Okuma parçası:
________________________________________

İKİNCİ DÜNYA SAVAŞI VE SONRASI
İkinci Dünya Savaşı sırasında zulme uğrayan binlerce insan yine
Türkiye'ye sığınır. Avrupa'nın çeşitli ülkelerinden 10 bini aşkın
insanın, öldürülme ve eziyet görme korkusuyla kendilerini güvencede
hissedebilecekleri tek ülke olan Türkiye'ye geldikleri biliniyor.
Hitler döneminde siyasi ve ırkçı nedenlerle işlerinden olan,
sanatlarını icra edemez hale gelen ve onun da ötesinde hayatları
tehlikeye giren binlerce Yahudi kökenli ya da sosyal demokrat
düşünceye sahip Alman, 1933'ten itibaren gidecek ülke ararken,
aralarında bilim adamı, mimar, mühendis, sanatçıların da bulunduğu
bir bölümü Türkiye'ye sığınır.

________________________________________

Veri satırları:
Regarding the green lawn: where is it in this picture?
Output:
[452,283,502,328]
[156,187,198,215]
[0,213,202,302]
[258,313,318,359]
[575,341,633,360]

________________________________________

Gereklilik: İkinci Dünya Savaşı'nda Türkiye'ye sığınanları anlatan metni, son cümlesinin ardından devam ettirin.

Alıştırma yanıtı:
Alman mültecilerden çoğu, genç Türkiye Cumhuriyeti'nde özellikle
üniversiteler de önemli görevler alırlar. Hitler rejiminden kaçarak
Türkiye'ye sığınan yaklaşık bin Alman mültecinin üçte ikisi, 2.
Dünya Savaşı'nın bitiminden hemen sonra Amerika ve İngiltere'ye
yerleşir, bir bölümü Almanya'ya geri dönerken 28 Alman da
Türkiye'yi vatan olarak seçer. 1979 yılında İran'daki İslam devrimi
sonrası rejim muhaliflerinin ilk sığındıkları ülke de Türkiye oldu.
Sovyetler Birliği'nin 1979'da Afganistan'ı işgali sonrası sonrası
ülkeden kaçan milyonlarca Afganlıdan yaklaşık 4 bin kişi Türkiye'ye
göç etti. Birinci Körfez Savaşı sırasında da Saddam'ın korkusuyla
Türkiye'ye kaçan binlerce Peşmerge, kurulan mülteci kamplarında en
iyi şekilde misafir edildi. Bulgaristan'da Jivkov rejiminin baskı
politikası nedeniyle 300 binin üzerinde Türk yine anavatana
sığınmak zorunda kaldı. Türkiye, Sırp zulmünden kaçan Kosovalılara
da kucak açtı.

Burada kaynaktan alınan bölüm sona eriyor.